* TEXT BLOCK

Making it harder for LIKE
Let’s warm up a bit:
mysql> SELECT cpe_name FROM product_info WHERE cpe_name LIKE 'cpe:2.3:a:humming%:cyberdocs:-%';
+-------------------------------------------------+
| cpe_name |
+-------------------------------------------------+
| cpe:2.3:a:hummingbird:cyberdocs:-:*:*:*:*:*:*:* |
+-------------------------------------------------+
1 row in set (0.00 sec)
It was quicker than measurable, mainly because there was little to do:
mysql> EXPLAIN SELECT cpe_name FROM product_info WHERE cpe_name LIKE 'cpe:2.3:a:humming%:cyberdocs:-%'; +----+-------------+--------------+-------+---------------+---------+---------+------+------+-------------+ | id | select_type | table | type | possible_keys | key | key_len | ref | rows | Extra | +----+-------------+--------------+-------+---------------+---------+---------+------+------+-------------+ | 1 | SIMPLE | product_info | range | PRIMARY | PRIMARY | 513 | NULL | 80 | Using where | +----+-------------+--------------+-------+---------------+---------+---------+------+------+-------------+ 1 row in set (0.00 sec)
As expected, the index was used for the initial part of the string, and that left MySQL with 80 rows to actually do the matching (in this specific case). So it was quick.
But what if the wildcard is at the beginning of the string?
mysql> SELECT cpe_name FROM product_info WHERE cpe_name LIKE '%cpe:2.3:a:hummingbird:cyberdocs:-%'; +-------------------------------------------------+ | cpe_name | +-------------------------------------------------+ | cpe:2.3:a:hummingbird:cyberdocs:-:*:*:*:*:*:*:* | +-------------------------------------------------+ 1 row in set (0.10 sec)
So that took some considerable time, however still less than the REXEXP() case. The index didn’t help in this case, it seems:
mysql> EXPLAIN SELECT cpe_name FROM product_info WHERE cpe_name LIKE '%cpe:2.3:a:hummingbird:cyberdocs:-%';
+----+-------------+--------------+------+---------------+------+---------+------+--------+-------------+
| id | select_type | table | type | possible_keys | key | key_len | ref | rows | Extra |
+----+-------------+--------------+------+---------------+------+---------+------+--------+-------------+
| 1 | SIMPLE | product_info | ALL | NULL | NULL | NULL | NULL | 588094 | Using where |
+----+-------------+--------------+------+---------------+------+---------+------+--------+-------------+
1 row in set (0.00 sec)

Entries from a pointing dataset:
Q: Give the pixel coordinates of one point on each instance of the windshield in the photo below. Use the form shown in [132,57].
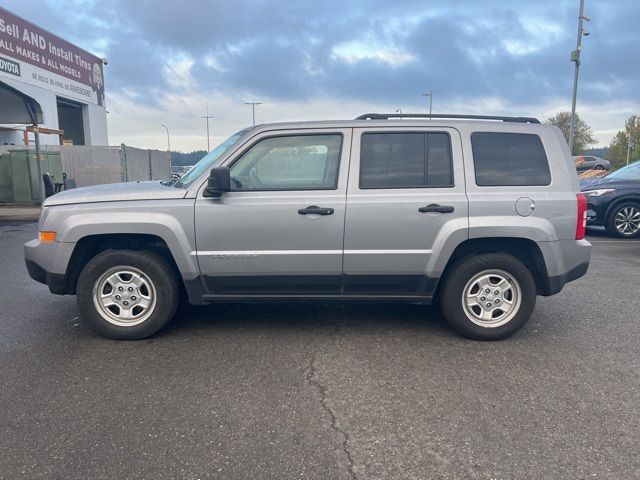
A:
[211,159]
[630,172]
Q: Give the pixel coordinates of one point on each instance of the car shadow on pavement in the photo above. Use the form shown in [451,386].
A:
[308,315]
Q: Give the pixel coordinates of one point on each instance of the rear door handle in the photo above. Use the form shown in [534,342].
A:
[315,210]
[435,208]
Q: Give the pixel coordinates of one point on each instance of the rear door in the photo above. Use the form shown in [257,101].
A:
[280,230]
[406,198]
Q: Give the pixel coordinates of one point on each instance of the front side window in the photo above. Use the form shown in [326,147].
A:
[296,162]
[405,160]
[509,159]
[629,172]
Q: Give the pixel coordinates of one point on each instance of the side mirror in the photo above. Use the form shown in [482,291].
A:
[218,183]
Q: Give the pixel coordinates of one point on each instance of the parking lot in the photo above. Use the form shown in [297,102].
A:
[324,391]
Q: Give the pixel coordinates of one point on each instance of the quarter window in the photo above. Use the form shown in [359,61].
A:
[513,159]
[300,162]
[405,160]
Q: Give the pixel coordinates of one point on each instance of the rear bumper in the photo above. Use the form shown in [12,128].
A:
[566,260]
[557,282]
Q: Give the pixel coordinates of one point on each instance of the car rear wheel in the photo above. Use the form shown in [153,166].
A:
[489,296]
[624,220]
[127,294]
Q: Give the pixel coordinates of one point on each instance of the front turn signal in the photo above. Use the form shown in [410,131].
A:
[47,237]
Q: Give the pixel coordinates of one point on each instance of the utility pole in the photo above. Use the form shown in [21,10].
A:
[430,95]
[168,141]
[207,117]
[630,140]
[253,110]
[575,57]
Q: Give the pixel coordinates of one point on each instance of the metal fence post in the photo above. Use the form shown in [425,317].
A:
[150,167]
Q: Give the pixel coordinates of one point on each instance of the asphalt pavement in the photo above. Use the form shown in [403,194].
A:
[323,391]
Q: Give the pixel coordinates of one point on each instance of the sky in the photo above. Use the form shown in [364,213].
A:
[334,59]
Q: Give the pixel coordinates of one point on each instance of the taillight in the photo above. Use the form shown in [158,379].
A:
[581,224]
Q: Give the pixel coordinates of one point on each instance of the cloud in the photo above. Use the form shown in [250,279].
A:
[511,57]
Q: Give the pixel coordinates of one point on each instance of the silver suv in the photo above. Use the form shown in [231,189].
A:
[479,214]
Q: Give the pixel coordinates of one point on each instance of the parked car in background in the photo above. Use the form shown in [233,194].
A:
[614,201]
[588,162]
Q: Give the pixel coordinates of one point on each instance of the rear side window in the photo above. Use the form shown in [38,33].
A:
[405,160]
[513,159]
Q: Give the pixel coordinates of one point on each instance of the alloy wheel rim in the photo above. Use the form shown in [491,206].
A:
[124,296]
[627,220]
[491,298]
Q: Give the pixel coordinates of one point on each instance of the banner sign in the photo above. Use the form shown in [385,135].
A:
[37,57]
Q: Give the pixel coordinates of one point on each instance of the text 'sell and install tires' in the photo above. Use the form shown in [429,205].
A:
[489,296]
[127,294]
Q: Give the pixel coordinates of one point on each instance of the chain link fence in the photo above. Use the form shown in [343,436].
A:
[95,165]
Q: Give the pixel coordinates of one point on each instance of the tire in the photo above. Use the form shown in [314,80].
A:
[616,220]
[150,304]
[510,309]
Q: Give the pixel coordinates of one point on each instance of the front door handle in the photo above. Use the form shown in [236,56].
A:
[315,210]
[435,208]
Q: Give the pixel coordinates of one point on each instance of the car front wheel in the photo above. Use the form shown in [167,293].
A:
[488,296]
[624,220]
[127,294]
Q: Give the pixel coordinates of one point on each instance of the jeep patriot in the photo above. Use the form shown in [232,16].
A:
[479,214]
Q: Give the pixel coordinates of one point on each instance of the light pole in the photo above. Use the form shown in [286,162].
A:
[630,140]
[168,141]
[430,95]
[575,57]
[253,110]
[207,117]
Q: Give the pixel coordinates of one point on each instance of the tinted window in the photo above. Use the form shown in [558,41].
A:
[301,162]
[405,160]
[514,159]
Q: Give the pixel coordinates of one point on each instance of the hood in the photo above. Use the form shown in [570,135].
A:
[114,192]
[617,183]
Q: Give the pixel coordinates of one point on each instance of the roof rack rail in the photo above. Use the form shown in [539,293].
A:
[386,116]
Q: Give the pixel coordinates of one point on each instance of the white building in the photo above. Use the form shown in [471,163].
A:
[67,81]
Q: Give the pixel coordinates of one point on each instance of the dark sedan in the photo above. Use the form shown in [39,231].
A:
[614,201]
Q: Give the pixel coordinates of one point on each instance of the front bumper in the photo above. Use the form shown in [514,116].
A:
[47,263]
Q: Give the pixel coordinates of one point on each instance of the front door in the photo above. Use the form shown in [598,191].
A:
[406,199]
[280,231]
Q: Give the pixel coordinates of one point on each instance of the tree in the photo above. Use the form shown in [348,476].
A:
[620,143]
[582,135]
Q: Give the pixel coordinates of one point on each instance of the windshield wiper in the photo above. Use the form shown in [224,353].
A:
[175,177]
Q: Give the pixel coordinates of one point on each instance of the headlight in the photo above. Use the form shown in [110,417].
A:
[597,193]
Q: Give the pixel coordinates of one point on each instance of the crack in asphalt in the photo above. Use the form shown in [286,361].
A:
[311,378]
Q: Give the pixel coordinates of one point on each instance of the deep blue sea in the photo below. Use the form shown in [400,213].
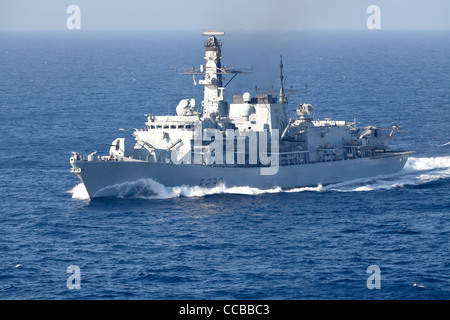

* AIM
According to the text on MySQL LIKE queries, how many rows were left for MySQL to match after the index handled the initial part of the string?

* REPLY TO THE TASK
80 rows.